▶ Page excerpt:
>>

We propose to extend the ontology of logical AI to include approximate objects, approximate predicates and approximate theories. Besides the ontology we discuss relations among different approximations to the same or similar phenomena.
The article will be as precise as we can make it. We apply Aristotle's remark to the approximate theories themselves. The article treats three topics.
In principle, AI theories, e.g. the original proposals for situation calculus, have allowed for rich entities which could not be fully defined. However, almost all theories used in existing AI research has not taken advantage of this generality. Logical AI theories have resembled formal scientific theories in treating well-defined objects in well-defined domains. Human-level AI will require reasoning about approximate entities.
Approximate predicates can't have complete if-and-only-if definitions and usually don't even have definite extensions. Some approximate concepts can be refined by learning more and some by defining more and some by both, but it isn't possible in general to make them well-defined. Approximate concepts are essential for representing common sense knowledge and doing common sense reasoning. In this article, assertions involving approximate concepts are represented in mathematical logic.
A sentence involving an approximate concept may have a definite truth value even if the concept is ill-defined. It is definite that Mount Everest was climbed in 1953 even though exactly what rock and ice is included in that mountain is ill-defined. We discuss the extent to which we can build solid intellectual structures on such swampy conceptual foundations.
Quantitative approximation is one kind considered--but not the most interesting or the kind that requires logical innovation. Fuzzy logic involves a semi-quantitative approximation, although there are extensions as mentioned in [Zad99].

<<

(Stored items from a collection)

>>

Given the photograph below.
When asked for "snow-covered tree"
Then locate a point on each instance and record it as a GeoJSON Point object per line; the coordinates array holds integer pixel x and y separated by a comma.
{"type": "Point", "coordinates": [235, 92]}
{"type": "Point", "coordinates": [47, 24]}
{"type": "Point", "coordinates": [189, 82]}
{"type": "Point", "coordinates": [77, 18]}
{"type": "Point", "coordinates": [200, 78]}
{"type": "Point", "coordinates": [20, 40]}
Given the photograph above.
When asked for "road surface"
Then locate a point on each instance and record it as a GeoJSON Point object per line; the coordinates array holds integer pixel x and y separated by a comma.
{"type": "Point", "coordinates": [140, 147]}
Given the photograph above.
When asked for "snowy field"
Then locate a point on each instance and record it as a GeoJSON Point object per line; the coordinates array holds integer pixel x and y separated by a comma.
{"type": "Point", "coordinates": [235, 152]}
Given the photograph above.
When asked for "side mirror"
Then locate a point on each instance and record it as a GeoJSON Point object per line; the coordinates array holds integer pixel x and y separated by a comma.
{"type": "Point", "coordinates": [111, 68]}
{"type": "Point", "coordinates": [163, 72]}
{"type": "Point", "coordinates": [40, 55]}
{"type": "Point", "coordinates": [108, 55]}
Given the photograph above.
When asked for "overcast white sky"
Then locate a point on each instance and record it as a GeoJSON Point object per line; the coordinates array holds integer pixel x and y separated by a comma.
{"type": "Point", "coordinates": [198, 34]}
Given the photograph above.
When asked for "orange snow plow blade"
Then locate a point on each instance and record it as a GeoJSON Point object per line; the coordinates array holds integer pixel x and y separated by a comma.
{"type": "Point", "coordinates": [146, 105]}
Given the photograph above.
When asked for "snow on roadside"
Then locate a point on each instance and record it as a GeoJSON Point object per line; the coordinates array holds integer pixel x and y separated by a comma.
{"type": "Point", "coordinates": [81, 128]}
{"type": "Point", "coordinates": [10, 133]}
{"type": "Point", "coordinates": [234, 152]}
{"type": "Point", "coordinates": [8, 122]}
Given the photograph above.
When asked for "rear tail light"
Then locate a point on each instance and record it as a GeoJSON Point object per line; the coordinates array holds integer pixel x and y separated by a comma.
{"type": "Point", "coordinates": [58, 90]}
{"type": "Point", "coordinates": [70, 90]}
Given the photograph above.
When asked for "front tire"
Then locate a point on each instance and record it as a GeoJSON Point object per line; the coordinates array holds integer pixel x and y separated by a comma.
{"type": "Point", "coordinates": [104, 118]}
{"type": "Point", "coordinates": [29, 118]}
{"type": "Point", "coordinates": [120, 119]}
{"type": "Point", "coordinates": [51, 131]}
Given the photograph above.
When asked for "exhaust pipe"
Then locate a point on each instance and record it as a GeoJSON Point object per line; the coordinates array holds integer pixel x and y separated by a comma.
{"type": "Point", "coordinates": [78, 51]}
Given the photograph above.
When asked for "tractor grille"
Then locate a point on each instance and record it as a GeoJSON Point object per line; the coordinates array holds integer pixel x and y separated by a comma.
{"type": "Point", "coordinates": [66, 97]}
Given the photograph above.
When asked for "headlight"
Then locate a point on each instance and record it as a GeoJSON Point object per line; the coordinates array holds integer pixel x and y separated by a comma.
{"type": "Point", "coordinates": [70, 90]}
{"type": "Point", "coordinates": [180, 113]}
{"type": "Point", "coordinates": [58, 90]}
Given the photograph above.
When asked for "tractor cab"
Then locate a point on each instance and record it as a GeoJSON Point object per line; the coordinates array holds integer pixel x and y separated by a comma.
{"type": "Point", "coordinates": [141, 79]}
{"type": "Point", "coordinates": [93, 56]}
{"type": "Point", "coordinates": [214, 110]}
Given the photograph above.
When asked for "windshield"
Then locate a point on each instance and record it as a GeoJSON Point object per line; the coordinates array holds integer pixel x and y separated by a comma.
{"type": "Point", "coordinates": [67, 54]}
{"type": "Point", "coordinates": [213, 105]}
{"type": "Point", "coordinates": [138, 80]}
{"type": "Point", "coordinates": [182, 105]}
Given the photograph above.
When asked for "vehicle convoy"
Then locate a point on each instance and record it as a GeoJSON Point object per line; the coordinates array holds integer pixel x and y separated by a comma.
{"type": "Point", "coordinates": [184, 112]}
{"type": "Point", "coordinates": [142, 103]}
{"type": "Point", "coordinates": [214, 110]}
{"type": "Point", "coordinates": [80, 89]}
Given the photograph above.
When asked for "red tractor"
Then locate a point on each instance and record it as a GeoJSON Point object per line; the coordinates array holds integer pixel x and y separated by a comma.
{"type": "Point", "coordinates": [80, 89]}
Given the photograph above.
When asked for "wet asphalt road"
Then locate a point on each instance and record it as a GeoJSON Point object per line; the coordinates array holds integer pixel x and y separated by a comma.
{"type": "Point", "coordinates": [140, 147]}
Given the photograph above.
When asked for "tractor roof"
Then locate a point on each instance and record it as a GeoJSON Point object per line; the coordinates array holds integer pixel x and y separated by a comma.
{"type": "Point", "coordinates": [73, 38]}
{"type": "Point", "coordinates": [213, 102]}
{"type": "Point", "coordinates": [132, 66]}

<<

▶ Task details:
Reproduce the passage on approximate entities in logical AI from "We propose to" up to and including "or similar phenomena.", switching "phenomena" for "occurrences".

▶ Answer:
We propose to extend the ontology of logical AI to include approximate objects, approximate predicates and approximate theories. Besides the ontology we discuss relations among different approximations to the same or similar occurrences.